**Page text:**
This post is a response by a doctor to a question one of our community members asked.
For the 2 weeks I smell something bad, like burnt. What could it be?
Dr Nitesh’s reply:
Sense of odour in the absence of real stimulus is called olfactory hallucination or phantosmia. Olfactory hallucination can occur in one or both the nostrils. Cacosmia or unpleasant olfactory hallucination are the most common and are often described as smell of something burnt or foul smell. It can occur spontaneously or can be triggered by deodorants, changes in air flow or noise. Olfactory hallucinations can deteriorate quality of life with poor oral intake as person experiences foul odour even while having meals. Olfactory hallucinations occur to malfunction of neurons which lead to transmission of incorrect signals to brain.
Olfactory hallucinations can be caused by multiple conditions. It is most commonly seen in women of age between 15 to 30 years. Pregnancy has also been associated with changes in perception of olfaction and gestation. It can occur due to conditions like nasal polyps (painless, non-cancerous growth on inner lining of your nose), nasal infections or dental issues. Olfactory hallucinations can also be caused by neurological conditions like migraine, stroke, head injury, seizure or tumour in brain. Involvement of temporal lobe of the brain usually leads to olfactory hallucinations. Tumour of the olfactory bulb called neuroblastoma can lead to olfactory hallucinations. These can also be as symptom of certain psychiatric disorders like alcohol intoxication, bipolar disorder or psychotic disorders. Olfactory hallucinations are also common symptoms with Parkinson’s disease.

**Work order A:**
According to the post, what is the medical name for smelling an odor when no real stimulus is present?
**Work order B:**
In the post, rewrite the passage between "Olfactory hallucinations can be" and "with Parkinson’s disease.", inclusive, replacing "migraine" with "cluster headache".
**Work order C:**
Why, according to the post, can olfactory hallucinations worsen a person's quality of life?

**Data excerpts:**
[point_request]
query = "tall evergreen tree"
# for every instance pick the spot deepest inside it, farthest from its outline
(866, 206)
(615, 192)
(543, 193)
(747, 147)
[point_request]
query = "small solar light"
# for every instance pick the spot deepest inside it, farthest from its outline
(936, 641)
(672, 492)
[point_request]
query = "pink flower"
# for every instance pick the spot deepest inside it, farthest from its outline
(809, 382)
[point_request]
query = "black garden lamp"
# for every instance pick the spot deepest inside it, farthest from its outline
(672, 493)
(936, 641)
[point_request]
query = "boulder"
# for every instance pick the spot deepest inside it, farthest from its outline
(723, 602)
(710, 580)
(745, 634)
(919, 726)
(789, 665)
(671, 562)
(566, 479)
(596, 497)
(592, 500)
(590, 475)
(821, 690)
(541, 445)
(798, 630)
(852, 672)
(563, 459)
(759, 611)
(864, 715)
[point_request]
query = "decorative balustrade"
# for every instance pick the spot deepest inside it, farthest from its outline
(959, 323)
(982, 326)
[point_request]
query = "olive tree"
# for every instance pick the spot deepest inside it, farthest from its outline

**Response area A:**
Olfactory hallucination, or phantosmia.

**Response area B:**
Olfactory hallucinations can be caused by multiple conditions. It is most commonly seen in women of age between 15 to 30 years. Pregnancy has also been associated with changes in perception of olfaction and gestation. It can occur due to conditions like nasal polyps (painless, non-cancerous growth on inner lining of your nose), nasal infections or dental issues. Olfactory hallucinations can also be caused by neurological conditions like cluster headache, stroke, head injury, seizure or tumour in brain. Involvement of temporal lobe of the brain usually leads to olfactory hallucinations. Tumour of the olfactory bulb called neuroblastoma can lead to olfactory hallucinations. These can also be as symptom of certain psychiatric disorders like alcohol intoxication, bipolar disorder or psychotic disorders. Olfactory hallucinations are also common symptoms with Parkinson’s disease.

**Response area C:**
The person smells a foul odor even while having meals, which can lead to poor oral intake.